WHAT THIS TASK INVOLVES: Reproduce the material below word for word, beginning at the line that contains "class=overcast sky" and continuing through the final line of the material, with both of those lines included.

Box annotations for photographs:
'''

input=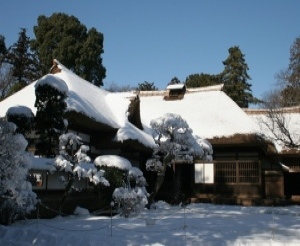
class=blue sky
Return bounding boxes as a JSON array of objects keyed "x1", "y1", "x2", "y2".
[{"x1": 0, "y1": 0, "x2": 300, "y2": 97}]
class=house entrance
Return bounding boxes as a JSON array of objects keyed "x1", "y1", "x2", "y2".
[{"x1": 284, "y1": 172, "x2": 300, "y2": 197}]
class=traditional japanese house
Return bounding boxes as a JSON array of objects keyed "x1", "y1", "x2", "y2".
[
  {"x1": 245, "y1": 107, "x2": 300, "y2": 202},
  {"x1": 139, "y1": 85, "x2": 285, "y2": 204}
]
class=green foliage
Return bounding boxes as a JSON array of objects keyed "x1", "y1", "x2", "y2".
[
  {"x1": 31, "y1": 13, "x2": 106, "y2": 86},
  {"x1": 185, "y1": 73, "x2": 222, "y2": 88},
  {"x1": 6, "y1": 109, "x2": 34, "y2": 136},
  {"x1": 137, "y1": 81, "x2": 158, "y2": 91},
  {"x1": 34, "y1": 84, "x2": 67, "y2": 157},
  {"x1": 281, "y1": 37, "x2": 300, "y2": 107},
  {"x1": 221, "y1": 46, "x2": 260, "y2": 108},
  {"x1": 0, "y1": 35, "x2": 7, "y2": 55},
  {"x1": 3, "y1": 28, "x2": 41, "y2": 88}
]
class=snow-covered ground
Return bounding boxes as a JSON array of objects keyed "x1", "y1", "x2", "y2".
[{"x1": 0, "y1": 202, "x2": 300, "y2": 246}]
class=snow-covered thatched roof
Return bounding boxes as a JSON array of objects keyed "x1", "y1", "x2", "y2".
[
  {"x1": 0, "y1": 60, "x2": 155, "y2": 148},
  {"x1": 245, "y1": 107, "x2": 300, "y2": 154},
  {"x1": 140, "y1": 85, "x2": 258, "y2": 139}
]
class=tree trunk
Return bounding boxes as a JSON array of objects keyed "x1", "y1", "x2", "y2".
[
  {"x1": 172, "y1": 165, "x2": 183, "y2": 204},
  {"x1": 146, "y1": 153, "x2": 174, "y2": 209},
  {"x1": 59, "y1": 176, "x2": 75, "y2": 213}
]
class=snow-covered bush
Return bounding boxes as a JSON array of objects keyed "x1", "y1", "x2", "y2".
[
  {"x1": 95, "y1": 155, "x2": 148, "y2": 217},
  {"x1": 146, "y1": 113, "x2": 213, "y2": 208},
  {"x1": 55, "y1": 133, "x2": 109, "y2": 209},
  {"x1": 0, "y1": 121, "x2": 37, "y2": 225}
]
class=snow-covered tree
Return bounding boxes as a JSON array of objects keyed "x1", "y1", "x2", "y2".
[
  {"x1": 55, "y1": 133, "x2": 109, "y2": 210},
  {"x1": 6, "y1": 106, "x2": 34, "y2": 136},
  {"x1": 0, "y1": 121, "x2": 37, "y2": 225},
  {"x1": 95, "y1": 155, "x2": 148, "y2": 218},
  {"x1": 34, "y1": 74, "x2": 69, "y2": 157},
  {"x1": 146, "y1": 113, "x2": 212, "y2": 208}
]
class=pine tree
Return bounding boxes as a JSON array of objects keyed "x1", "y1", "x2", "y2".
[
  {"x1": 34, "y1": 74, "x2": 67, "y2": 157},
  {"x1": 137, "y1": 81, "x2": 157, "y2": 91},
  {"x1": 31, "y1": 13, "x2": 106, "y2": 86},
  {"x1": 4, "y1": 28, "x2": 41, "y2": 92},
  {"x1": 221, "y1": 46, "x2": 259, "y2": 108},
  {"x1": 0, "y1": 35, "x2": 7, "y2": 55},
  {"x1": 281, "y1": 37, "x2": 300, "y2": 107}
]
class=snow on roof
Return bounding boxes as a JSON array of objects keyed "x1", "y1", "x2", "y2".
[
  {"x1": 94, "y1": 155, "x2": 132, "y2": 170},
  {"x1": 140, "y1": 90, "x2": 258, "y2": 139},
  {"x1": 167, "y1": 84, "x2": 185, "y2": 90},
  {"x1": 0, "y1": 60, "x2": 155, "y2": 147},
  {"x1": 34, "y1": 74, "x2": 69, "y2": 94}
]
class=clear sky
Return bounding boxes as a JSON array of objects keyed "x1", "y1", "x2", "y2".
[{"x1": 0, "y1": 0, "x2": 300, "y2": 97}]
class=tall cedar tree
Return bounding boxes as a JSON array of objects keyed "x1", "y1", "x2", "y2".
[
  {"x1": 281, "y1": 37, "x2": 300, "y2": 107},
  {"x1": 221, "y1": 46, "x2": 259, "y2": 108},
  {"x1": 34, "y1": 84, "x2": 67, "y2": 157},
  {"x1": 185, "y1": 73, "x2": 222, "y2": 88},
  {"x1": 4, "y1": 28, "x2": 41, "y2": 93},
  {"x1": 0, "y1": 35, "x2": 6, "y2": 55},
  {"x1": 31, "y1": 13, "x2": 106, "y2": 86}
]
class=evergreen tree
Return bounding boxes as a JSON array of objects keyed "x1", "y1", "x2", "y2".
[
  {"x1": 221, "y1": 46, "x2": 259, "y2": 108},
  {"x1": 4, "y1": 28, "x2": 41, "y2": 92},
  {"x1": 0, "y1": 35, "x2": 7, "y2": 56},
  {"x1": 185, "y1": 73, "x2": 222, "y2": 88},
  {"x1": 0, "y1": 35, "x2": 13, "y2": 101},
  {"x1": 281, "y1": 37, "x2": 300, "y2": 107},
  {"x1": 31, "y1": 13, "x2": 106, "y2": 86},
  {"x1": 34, "y1": 74, "x2": 67, "y2": 157},
  {"x1": 137, "y1": 81, "x2": 158, "y2": 91}
]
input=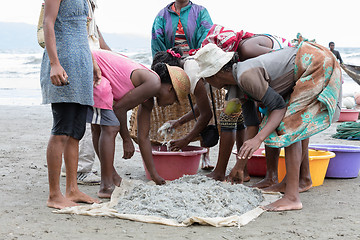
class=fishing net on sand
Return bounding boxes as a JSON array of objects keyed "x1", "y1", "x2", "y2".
[{"x1": 55, "y1": 175, "x2": 280, "y2": 227}]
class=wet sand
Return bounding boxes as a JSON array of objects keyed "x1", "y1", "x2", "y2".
[{"x1": 0, "y1": 105, "x2": 360, "y2": 240}]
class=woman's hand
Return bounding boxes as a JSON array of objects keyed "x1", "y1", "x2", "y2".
[
  {"x1": 170, "y1": 138, "x2": 190, "y2": 151},
  {"x1": 123, "y1": 139, "x2": 135, "y2": 159},
  {"x1": 237, "y1": 137, "x2": 262, "y2": 160},
  {"x1": 50, "y1": 64, "x2": 69, "y2": 86},
  {"x1": 166, "y1": 119, "x2": 181, "y2": 129}
]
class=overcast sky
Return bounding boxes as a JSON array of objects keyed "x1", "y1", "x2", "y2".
[{"x1": 0, "y1": 0, "x2": 360, "y2": 47}]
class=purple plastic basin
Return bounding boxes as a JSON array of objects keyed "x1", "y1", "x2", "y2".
[{"x1": 309, "y1": 144, "x2": 360, "y2": 178}]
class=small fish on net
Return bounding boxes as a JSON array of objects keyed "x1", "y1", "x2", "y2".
[{"x1": 115, "y1": 175, "x2": 264, "y2": 223}]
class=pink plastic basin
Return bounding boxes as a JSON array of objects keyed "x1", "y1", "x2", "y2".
[
  {"x1": 143, "y1": 146, "x2": 207, "y2": 180},
  {"x1": 233, "y1": 148, "x2": 266, "y2": 177},
  {"x1": 309, "y1": 144, "x2": 360, "y2": 178},
  {"x1": 338, "y1": 109, "x2": 359, "y2": 122}
]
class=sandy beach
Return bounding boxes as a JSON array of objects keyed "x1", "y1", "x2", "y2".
[{"x1": 0, "y1": 105, "x2": 360, "y2": 240}]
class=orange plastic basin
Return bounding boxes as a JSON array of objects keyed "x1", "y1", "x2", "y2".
[{"x1": 278, "y1": 149, "x2": 335, "y2": 187}]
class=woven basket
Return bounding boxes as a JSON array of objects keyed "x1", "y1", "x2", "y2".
[{"x1": 130, "y1": 89, "x2": 225, "y2": 144}]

'''

WRITTEN RESPONSE:
class=overcast sky
Return bounding boxes as a JSON array of objects keyed "x1", "y1", "x2", "y2".
[{"x1": 0, "y1": 0, "x2": 360, "y2": 47}]
class=purple plastic basin
Return bounding boxes as a JSON array of objects keyed "x1", "y1", "x2", "y2".
[{"x1": 309, "y1": 144, "x2": 360, "y2": 178}]
class=small fish on net
Return bounding boxes as a JSON array of objects keyed "x1", "y1", "x2", "y2".
[{"x1": 115, "y1": 175, "x2": 264, "y2": 223}]
class=pink plastic basin
Return bounding boxes as a JSON array of objects keyed "x1", "y1", "x2", "y2".
[
  {"x1": 143, "y1": 146, "x2": 207, "y2": 180},
  {"x1": 233, "y1": 148, "x2": 266, "y2": 177},
  {"x1": 309, "y1": 144, "x2": 360, "y2": 178},
  {"x1": 338, "y1": 109, "x2": 359, "y2": 122}
]
class=sandy beach
Return bounding boxes as a JSON array of objects keyed "x1", "y1", "x2", "y2".
[{"x1": 0, "y1": 105, "x2": 360, "y2": 240}]
class=orange plastic basin
Return bounding boxes as a JSON array of objects keyed "x1", "y1", "x2", "y2".
[{"x1": 278, "y1": 149, "x2": 335, "y2": 187}]
class=woven basket
Return bounding boxes as a JSON array of objects keyed "x1", "y1", "x2", "y2".
[{"x1": 130, "y1": 89, "x2": 225, "y2": 144}]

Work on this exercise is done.